_Set task:_ Which lines in the entries below contain the word "grateful"? Return each of those lines in full, and treat case as significant when matching.
>> begin Source material
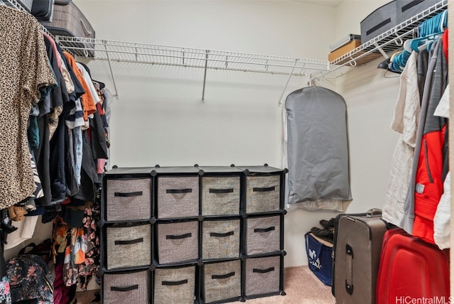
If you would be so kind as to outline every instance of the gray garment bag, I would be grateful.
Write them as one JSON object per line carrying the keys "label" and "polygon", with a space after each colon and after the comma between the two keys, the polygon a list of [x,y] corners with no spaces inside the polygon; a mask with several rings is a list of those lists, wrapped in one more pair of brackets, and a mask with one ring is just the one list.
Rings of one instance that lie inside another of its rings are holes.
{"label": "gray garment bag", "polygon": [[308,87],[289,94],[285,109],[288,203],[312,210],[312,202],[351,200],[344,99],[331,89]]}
>> end Source material
>> begin Source material
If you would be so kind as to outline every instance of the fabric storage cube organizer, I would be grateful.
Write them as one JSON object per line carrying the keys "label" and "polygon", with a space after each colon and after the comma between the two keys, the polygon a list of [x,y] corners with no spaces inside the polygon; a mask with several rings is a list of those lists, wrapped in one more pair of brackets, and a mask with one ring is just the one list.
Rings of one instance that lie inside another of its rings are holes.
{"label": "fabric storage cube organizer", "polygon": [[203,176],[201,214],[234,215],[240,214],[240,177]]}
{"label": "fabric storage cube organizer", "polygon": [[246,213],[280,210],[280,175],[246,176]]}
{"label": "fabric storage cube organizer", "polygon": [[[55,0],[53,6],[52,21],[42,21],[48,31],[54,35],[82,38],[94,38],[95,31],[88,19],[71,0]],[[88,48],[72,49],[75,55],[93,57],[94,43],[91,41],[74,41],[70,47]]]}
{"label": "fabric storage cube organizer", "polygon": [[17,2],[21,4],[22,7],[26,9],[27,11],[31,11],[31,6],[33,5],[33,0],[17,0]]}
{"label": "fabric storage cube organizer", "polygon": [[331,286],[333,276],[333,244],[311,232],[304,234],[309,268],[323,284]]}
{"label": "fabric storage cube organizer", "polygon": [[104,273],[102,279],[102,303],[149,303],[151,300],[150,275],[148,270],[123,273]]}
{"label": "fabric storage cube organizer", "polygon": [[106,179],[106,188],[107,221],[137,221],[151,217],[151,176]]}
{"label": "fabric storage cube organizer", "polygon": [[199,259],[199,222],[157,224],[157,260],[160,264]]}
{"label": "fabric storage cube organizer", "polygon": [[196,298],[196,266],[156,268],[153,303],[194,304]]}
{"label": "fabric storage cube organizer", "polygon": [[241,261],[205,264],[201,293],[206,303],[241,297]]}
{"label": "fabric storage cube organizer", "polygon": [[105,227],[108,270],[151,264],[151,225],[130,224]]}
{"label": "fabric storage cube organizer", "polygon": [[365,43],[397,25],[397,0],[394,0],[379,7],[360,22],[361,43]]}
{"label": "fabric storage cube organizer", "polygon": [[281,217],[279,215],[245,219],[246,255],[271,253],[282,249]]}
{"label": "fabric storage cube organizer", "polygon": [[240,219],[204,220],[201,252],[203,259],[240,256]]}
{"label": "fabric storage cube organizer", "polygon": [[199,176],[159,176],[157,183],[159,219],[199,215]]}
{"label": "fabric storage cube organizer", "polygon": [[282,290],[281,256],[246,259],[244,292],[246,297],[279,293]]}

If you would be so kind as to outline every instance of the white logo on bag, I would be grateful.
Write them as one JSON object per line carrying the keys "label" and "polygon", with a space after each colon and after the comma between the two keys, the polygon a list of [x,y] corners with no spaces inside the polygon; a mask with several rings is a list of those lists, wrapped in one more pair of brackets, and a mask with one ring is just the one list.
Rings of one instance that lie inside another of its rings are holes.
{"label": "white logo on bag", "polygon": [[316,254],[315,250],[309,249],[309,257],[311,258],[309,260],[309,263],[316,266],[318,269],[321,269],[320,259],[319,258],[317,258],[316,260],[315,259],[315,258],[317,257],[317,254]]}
>> end Source material
>> begin Source material
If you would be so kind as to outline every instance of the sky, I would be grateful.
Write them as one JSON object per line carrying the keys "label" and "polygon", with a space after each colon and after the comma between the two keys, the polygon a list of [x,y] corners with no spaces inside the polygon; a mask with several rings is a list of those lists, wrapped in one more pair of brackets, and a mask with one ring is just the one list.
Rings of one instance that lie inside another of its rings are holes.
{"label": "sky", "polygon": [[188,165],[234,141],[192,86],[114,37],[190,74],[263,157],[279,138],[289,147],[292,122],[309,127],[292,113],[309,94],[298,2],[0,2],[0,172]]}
>> end Source material
_Correct result:_
If you would be so kind as to outline every instance of the gray garment bag, I would be grateful.
If you would be so kind as to outline every instance of the fabric storage cube organizer, I would be grateful.
If you would be so kind as to outline every instance of the white logo on bag, I would be grateful.
If you would be so kind as to outline every instance of the sky, I would be grateful.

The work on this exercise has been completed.